EXTRACTED DATA: Begin
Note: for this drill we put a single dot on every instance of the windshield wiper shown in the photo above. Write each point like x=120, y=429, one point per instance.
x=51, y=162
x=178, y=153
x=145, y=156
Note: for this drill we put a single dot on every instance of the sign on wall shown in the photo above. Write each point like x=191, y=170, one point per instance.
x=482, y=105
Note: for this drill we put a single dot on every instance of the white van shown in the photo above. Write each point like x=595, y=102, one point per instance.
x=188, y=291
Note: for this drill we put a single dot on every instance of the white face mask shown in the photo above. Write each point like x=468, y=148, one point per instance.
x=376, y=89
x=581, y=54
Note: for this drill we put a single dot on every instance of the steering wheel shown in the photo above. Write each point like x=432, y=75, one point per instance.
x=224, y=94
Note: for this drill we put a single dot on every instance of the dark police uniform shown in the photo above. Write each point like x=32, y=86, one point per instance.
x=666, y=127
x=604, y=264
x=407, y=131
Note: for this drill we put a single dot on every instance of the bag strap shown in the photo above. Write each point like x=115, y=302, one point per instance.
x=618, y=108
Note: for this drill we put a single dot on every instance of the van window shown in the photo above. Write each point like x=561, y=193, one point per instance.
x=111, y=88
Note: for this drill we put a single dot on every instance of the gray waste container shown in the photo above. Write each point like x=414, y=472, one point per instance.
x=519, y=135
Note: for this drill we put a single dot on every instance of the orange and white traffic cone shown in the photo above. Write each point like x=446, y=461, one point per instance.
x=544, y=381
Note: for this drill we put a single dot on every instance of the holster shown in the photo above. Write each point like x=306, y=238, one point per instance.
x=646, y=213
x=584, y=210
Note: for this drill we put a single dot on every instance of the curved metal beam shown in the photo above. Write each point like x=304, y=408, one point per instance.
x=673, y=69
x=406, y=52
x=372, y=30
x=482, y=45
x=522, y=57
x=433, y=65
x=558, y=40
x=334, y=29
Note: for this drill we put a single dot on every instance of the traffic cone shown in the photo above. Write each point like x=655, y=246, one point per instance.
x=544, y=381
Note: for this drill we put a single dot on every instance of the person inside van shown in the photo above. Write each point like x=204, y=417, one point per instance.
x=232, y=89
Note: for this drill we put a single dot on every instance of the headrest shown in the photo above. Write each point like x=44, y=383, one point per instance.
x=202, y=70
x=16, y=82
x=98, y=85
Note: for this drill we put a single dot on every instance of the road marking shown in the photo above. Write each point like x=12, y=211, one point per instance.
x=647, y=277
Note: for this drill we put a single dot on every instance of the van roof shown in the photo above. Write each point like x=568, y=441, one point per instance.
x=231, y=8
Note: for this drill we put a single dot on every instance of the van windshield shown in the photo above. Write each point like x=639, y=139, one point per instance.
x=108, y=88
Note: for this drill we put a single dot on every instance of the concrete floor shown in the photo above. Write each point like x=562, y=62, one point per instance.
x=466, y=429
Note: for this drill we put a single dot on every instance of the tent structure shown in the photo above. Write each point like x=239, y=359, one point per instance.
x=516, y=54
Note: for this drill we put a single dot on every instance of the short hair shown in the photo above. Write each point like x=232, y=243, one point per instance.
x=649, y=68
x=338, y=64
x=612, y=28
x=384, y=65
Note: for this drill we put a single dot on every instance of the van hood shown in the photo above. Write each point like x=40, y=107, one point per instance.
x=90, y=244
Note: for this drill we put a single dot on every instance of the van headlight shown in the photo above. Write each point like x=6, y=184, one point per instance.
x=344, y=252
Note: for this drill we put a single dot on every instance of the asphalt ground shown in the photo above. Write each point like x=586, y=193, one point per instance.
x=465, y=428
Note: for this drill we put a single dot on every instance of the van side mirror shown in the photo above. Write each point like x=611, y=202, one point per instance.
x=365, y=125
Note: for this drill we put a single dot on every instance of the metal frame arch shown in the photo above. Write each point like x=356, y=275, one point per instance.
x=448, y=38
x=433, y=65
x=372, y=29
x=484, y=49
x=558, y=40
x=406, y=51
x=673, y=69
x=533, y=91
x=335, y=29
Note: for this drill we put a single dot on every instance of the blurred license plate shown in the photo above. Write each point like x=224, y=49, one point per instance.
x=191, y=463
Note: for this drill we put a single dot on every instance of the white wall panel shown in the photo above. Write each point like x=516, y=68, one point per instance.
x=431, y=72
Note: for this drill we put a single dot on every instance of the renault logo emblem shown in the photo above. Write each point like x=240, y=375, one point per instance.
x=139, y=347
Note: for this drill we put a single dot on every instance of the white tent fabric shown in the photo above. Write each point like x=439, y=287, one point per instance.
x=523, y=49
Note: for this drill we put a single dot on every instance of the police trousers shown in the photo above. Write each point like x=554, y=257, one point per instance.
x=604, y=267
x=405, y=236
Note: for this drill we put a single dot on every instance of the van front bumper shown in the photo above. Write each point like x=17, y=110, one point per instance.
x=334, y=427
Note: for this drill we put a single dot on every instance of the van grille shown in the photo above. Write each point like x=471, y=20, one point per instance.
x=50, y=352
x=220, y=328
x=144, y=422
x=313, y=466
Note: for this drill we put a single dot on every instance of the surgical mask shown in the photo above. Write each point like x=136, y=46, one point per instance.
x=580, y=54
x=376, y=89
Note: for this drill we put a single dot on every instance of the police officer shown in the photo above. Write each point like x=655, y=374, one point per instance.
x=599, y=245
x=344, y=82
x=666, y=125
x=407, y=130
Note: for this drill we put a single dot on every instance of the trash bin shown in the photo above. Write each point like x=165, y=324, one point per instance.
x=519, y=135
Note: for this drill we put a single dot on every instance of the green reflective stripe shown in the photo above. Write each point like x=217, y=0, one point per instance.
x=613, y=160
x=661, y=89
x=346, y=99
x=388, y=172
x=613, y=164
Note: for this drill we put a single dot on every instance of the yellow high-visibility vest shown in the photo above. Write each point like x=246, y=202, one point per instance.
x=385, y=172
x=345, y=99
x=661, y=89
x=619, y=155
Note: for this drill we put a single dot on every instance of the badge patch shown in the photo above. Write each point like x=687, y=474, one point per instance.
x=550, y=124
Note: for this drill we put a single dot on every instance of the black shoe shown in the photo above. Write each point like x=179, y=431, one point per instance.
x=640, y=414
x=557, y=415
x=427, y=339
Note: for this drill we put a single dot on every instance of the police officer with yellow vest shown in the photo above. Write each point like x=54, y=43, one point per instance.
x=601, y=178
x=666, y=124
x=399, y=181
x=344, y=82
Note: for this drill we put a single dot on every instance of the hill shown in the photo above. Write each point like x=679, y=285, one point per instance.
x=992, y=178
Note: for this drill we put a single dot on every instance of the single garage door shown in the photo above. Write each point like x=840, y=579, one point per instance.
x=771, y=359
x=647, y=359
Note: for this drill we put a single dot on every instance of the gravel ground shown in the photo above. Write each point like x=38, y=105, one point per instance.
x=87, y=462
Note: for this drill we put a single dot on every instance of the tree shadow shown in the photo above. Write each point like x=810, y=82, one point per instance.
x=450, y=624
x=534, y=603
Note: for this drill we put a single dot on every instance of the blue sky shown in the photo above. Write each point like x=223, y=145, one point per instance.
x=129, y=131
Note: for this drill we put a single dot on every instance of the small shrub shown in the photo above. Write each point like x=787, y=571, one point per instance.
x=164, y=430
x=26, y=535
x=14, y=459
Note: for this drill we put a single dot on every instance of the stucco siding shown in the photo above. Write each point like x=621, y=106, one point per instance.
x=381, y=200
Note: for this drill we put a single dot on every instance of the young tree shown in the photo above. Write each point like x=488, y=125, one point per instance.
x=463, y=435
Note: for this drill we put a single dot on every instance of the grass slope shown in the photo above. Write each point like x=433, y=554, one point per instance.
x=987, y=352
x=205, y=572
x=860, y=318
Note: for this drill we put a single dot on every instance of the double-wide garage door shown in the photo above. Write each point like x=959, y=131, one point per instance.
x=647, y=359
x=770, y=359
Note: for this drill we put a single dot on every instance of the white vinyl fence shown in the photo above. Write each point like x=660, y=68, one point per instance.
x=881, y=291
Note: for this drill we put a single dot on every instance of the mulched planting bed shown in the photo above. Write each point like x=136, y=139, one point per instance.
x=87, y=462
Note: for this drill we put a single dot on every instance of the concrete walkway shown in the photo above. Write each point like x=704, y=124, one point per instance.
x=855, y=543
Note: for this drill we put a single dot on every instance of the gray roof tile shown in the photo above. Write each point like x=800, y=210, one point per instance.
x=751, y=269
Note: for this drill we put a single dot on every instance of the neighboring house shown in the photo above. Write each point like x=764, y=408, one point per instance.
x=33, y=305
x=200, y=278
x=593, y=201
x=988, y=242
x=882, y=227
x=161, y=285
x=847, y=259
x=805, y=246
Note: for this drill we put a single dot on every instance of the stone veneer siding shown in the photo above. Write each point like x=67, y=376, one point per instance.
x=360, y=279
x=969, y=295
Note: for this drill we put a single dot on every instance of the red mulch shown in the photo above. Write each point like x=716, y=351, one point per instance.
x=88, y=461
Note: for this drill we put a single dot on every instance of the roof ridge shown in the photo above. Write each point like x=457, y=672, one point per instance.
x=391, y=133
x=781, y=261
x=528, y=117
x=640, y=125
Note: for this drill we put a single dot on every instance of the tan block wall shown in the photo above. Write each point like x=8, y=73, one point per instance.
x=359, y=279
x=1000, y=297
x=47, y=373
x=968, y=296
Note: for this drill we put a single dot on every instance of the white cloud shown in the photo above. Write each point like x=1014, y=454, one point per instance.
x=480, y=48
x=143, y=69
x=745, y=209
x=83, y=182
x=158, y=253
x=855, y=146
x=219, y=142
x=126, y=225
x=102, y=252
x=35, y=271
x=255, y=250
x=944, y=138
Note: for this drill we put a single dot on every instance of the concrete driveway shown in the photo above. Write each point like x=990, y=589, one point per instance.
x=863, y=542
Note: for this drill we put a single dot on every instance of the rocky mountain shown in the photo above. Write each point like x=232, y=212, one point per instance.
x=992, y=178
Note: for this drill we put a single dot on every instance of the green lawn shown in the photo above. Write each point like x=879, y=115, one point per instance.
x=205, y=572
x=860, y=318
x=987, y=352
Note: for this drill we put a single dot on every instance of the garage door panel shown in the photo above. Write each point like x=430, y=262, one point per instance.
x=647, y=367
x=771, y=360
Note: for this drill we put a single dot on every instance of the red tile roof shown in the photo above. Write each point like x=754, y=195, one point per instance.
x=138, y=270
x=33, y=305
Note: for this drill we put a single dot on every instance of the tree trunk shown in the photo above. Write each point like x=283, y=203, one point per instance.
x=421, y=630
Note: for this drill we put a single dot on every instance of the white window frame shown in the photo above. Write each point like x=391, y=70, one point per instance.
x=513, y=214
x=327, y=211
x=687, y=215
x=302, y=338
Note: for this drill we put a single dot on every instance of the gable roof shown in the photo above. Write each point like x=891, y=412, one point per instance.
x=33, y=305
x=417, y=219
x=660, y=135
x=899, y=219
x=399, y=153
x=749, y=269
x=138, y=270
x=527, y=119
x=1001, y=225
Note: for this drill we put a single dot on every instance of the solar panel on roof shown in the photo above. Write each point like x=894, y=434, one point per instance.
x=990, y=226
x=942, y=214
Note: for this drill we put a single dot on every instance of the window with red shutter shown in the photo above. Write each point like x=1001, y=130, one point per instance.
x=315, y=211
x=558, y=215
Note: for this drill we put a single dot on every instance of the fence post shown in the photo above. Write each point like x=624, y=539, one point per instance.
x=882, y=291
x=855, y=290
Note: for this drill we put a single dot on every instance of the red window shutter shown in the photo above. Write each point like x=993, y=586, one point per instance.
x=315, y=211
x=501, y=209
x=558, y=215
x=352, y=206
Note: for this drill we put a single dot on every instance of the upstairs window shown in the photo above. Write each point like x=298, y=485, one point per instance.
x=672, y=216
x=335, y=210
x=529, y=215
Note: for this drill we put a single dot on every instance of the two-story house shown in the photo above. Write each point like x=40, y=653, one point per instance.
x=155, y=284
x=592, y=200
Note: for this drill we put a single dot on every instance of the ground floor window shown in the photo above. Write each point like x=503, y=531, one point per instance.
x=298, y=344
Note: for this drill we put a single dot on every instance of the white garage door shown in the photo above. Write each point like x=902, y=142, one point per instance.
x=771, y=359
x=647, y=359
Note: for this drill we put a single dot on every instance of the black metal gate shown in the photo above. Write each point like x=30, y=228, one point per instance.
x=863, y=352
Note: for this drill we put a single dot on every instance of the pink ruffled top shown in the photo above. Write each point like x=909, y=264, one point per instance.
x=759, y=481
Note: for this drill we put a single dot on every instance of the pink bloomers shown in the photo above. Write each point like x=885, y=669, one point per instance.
EXTRACTED DATA: End
WORK REQUEST:
Give back, unchanged, the line that holds "y=264, one point per instance." along with all lines after it through the last line above.

ANSWER SECTION:
Note: for this drill we put a single dot on every instance of the pink ruffled top shown in the photo above. Write each point like x=909, y=264, one point per instance.
x=759, y=481
Note: for this drill we put a single dot on every instance of the pink bloomers shown in the photo above. Write each point like x=885, y=669, one point per instance.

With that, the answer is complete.